### WORK ORDER:
Your output should consist solely of the lines from the one with "# locate white" through the end of the records, reproduced exactly, both ends included.

[GIVEN INFORMATION — start]

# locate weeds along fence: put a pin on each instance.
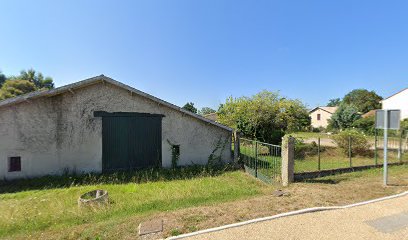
(262, 160)
(323, 154)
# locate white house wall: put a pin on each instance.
(324, 118)
(59, 134)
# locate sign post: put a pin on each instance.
(385, 148)
(387, 119)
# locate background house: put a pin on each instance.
(321, 115)
(99, 125)
(212, 116)
(397, 101)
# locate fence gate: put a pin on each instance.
(261, 160)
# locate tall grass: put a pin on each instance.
(51, 202)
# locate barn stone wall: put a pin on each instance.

[GIVEN INFORMATION — finish]

### REPLY TO THE TASK:
# locate white house wall: put a pin on each instance.
(324, 118)
(59, 134)
# locate sign post: put a pin on each instance.
(385, 148)
(387, 119)
# locate background house: put a pin on each instance.
(321, 115)
(99, 125)
(212, 116)
(397, 101)
# locate fence gate: put a pin on each instance.
(261, 160)
# locate tall grass: put a pin on each instance.
(51, 202)
# locate barn stone wall: put a pin on each instance.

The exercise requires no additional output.